START GIVEN INFORMATION

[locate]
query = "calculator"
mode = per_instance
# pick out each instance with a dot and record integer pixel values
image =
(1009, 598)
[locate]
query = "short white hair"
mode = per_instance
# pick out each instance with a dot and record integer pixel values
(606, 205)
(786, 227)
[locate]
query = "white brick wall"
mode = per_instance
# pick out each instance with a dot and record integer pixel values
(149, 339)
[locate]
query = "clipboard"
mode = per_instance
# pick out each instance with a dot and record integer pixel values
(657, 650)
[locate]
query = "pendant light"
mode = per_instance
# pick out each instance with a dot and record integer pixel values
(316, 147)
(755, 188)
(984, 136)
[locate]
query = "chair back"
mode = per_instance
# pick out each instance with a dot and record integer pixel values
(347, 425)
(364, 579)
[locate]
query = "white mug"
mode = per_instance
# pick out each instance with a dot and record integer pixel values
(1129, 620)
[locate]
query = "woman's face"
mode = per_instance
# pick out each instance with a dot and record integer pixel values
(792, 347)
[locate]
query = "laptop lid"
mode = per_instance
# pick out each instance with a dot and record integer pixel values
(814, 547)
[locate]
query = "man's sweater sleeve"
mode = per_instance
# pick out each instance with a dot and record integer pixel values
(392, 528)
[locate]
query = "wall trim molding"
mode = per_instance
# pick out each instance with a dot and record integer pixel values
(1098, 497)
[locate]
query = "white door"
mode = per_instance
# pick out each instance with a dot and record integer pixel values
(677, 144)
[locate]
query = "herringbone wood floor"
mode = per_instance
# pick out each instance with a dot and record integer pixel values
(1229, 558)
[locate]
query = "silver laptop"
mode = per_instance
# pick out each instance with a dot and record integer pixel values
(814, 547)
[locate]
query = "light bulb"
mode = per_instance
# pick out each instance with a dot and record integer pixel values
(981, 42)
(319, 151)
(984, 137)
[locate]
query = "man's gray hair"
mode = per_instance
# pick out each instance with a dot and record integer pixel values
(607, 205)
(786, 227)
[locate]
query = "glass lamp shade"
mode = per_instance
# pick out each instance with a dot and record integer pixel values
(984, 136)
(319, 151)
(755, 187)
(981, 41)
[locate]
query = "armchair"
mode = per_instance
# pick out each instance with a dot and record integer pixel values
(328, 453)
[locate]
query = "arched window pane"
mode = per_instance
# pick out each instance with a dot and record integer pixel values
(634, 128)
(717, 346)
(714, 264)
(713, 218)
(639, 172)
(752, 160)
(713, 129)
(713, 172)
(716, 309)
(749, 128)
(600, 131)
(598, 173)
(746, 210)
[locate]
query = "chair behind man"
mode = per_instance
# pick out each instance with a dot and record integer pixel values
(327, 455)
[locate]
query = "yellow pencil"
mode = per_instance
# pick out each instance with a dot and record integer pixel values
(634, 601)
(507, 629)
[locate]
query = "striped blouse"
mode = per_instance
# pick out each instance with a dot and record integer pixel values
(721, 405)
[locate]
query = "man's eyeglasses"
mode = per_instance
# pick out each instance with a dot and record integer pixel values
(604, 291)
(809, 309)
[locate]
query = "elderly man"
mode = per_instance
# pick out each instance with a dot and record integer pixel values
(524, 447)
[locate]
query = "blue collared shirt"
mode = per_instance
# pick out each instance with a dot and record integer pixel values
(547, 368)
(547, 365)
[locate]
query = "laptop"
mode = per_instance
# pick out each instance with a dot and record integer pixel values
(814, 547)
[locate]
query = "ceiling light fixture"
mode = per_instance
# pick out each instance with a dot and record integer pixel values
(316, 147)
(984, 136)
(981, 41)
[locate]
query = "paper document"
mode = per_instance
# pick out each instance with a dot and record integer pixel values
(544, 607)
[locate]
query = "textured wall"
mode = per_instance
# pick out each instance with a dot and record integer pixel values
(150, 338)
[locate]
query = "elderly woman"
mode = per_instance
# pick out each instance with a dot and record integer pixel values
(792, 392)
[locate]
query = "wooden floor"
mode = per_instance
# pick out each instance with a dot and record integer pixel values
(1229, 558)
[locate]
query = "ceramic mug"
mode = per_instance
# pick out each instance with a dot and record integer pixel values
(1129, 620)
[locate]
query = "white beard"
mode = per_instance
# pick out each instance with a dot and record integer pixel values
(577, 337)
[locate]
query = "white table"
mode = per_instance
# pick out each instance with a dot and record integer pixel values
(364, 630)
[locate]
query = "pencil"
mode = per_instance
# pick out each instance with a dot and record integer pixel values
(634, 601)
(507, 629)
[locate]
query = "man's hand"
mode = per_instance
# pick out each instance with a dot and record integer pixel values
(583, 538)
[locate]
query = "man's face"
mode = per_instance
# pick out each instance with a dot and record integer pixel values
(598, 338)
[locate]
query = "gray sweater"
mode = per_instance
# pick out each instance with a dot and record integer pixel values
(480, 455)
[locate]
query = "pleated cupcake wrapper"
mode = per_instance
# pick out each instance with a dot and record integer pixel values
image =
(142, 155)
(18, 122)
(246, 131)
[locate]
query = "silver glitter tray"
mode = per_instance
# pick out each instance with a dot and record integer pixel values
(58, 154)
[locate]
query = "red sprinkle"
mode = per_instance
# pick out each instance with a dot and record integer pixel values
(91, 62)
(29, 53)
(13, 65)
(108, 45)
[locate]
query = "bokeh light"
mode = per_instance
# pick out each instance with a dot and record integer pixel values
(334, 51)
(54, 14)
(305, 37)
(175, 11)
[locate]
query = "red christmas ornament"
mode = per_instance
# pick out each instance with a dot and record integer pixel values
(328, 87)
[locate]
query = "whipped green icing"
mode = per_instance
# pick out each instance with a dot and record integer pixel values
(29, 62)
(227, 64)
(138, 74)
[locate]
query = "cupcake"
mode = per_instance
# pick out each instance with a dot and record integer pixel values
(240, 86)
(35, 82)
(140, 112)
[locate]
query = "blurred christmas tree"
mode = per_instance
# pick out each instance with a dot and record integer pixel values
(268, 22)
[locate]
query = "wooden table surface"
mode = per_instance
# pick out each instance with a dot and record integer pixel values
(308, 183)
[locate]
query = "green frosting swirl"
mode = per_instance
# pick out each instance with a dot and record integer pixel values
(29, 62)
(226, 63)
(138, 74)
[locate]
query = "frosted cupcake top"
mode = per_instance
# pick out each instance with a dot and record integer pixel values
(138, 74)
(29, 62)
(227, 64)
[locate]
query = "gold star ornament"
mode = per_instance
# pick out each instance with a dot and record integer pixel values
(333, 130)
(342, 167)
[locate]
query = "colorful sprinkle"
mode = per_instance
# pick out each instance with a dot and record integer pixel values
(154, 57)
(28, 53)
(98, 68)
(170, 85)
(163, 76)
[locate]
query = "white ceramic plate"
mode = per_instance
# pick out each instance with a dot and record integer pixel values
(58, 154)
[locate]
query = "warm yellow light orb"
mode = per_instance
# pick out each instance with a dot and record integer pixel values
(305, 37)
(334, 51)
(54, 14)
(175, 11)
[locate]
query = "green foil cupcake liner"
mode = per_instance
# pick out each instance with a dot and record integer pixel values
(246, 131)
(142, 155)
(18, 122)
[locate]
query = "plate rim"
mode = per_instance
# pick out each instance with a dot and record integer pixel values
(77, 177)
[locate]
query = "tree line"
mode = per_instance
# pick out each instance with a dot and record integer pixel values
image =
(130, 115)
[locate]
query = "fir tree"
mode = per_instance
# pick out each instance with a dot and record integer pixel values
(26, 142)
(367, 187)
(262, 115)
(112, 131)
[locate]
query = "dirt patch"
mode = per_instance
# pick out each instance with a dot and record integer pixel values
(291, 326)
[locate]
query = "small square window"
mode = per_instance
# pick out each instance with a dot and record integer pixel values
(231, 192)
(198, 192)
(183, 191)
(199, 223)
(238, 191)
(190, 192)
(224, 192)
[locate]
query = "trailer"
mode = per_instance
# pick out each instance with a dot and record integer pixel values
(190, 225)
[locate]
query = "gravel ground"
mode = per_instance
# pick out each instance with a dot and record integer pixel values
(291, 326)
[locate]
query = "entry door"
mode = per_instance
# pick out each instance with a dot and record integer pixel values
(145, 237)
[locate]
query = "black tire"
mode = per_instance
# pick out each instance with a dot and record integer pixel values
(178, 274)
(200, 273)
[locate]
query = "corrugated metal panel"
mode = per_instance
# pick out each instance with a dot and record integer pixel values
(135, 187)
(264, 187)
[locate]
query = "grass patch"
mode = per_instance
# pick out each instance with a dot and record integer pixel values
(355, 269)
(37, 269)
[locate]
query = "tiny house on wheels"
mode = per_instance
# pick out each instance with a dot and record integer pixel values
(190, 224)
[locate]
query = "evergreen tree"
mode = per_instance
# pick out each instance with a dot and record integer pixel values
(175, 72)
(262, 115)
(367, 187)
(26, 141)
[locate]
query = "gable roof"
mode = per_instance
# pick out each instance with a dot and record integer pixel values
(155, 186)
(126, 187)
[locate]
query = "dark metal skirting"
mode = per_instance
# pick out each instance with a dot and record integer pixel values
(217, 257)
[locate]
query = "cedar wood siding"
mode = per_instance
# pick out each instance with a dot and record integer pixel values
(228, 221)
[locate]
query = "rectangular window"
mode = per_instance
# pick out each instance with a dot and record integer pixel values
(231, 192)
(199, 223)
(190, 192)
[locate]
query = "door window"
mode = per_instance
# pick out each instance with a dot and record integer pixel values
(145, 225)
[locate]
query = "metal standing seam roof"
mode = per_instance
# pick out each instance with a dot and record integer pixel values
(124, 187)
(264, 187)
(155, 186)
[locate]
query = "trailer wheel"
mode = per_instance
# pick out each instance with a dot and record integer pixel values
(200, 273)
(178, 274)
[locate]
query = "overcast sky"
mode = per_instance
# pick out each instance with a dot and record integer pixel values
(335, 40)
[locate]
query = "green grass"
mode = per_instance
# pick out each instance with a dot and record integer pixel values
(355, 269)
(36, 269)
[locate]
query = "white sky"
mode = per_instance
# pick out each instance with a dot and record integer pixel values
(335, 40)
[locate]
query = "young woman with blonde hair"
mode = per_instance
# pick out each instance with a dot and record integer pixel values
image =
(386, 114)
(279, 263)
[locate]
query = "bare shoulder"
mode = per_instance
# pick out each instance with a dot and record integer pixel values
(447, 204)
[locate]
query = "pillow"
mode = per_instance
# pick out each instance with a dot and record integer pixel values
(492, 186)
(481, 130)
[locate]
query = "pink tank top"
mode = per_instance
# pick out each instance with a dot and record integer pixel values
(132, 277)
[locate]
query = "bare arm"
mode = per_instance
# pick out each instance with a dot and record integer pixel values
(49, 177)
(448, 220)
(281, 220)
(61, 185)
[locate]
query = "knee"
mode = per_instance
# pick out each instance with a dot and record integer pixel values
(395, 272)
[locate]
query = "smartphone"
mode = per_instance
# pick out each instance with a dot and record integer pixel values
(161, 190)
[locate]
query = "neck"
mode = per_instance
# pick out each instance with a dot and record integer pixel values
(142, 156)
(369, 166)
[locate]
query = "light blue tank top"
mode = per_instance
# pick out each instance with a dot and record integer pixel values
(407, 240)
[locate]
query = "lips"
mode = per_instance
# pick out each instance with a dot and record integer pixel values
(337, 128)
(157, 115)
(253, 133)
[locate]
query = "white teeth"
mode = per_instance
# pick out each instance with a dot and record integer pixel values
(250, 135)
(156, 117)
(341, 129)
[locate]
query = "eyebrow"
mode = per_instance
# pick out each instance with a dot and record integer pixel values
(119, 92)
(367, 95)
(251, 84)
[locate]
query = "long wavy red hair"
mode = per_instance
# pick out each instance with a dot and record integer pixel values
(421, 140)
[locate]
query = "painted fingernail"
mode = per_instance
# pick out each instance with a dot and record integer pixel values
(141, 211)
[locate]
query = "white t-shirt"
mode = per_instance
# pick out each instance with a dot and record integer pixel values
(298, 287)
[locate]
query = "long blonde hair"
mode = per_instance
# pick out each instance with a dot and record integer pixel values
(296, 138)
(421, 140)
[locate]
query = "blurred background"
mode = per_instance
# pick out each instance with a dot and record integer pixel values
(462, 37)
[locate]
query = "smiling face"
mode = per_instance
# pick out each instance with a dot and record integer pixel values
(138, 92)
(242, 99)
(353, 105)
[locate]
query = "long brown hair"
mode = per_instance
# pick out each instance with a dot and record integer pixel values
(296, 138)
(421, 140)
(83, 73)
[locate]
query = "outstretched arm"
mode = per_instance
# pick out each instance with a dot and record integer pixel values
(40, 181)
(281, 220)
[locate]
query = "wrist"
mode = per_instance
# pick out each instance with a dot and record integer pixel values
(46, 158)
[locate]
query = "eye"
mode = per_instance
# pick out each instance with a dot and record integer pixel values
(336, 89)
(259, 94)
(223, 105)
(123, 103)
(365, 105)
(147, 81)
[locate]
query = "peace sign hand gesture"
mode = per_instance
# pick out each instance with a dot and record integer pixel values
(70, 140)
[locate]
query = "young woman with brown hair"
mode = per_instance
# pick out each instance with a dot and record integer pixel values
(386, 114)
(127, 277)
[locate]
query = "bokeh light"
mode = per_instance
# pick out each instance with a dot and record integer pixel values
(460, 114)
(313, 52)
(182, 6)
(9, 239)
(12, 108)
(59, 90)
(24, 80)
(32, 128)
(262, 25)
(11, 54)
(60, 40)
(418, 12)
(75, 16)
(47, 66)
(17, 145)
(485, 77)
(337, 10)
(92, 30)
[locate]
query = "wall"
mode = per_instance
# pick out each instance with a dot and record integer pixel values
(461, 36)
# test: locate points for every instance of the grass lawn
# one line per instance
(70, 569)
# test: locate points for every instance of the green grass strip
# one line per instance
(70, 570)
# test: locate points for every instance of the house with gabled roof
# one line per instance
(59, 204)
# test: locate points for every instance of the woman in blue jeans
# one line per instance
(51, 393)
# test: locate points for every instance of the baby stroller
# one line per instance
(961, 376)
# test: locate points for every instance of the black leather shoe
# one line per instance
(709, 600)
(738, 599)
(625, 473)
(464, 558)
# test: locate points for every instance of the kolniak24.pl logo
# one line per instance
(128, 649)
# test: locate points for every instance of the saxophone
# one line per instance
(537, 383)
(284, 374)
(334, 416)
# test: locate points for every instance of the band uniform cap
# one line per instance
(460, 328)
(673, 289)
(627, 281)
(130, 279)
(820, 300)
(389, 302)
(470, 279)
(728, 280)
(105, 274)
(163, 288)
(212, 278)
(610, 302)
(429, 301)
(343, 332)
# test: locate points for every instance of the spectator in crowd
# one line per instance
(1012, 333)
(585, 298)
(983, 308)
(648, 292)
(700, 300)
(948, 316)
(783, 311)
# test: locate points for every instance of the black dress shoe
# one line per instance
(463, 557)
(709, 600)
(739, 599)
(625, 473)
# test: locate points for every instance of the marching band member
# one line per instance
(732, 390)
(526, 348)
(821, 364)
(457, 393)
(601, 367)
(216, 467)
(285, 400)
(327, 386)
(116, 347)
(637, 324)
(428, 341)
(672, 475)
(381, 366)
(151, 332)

END GIVEN INFORMATION

- **EXERCISE INSTRUCTIONS**:
How many lines of the material above hold "woman"? Answer with that number alone.

- **EXERCISE RESPONSE**:
5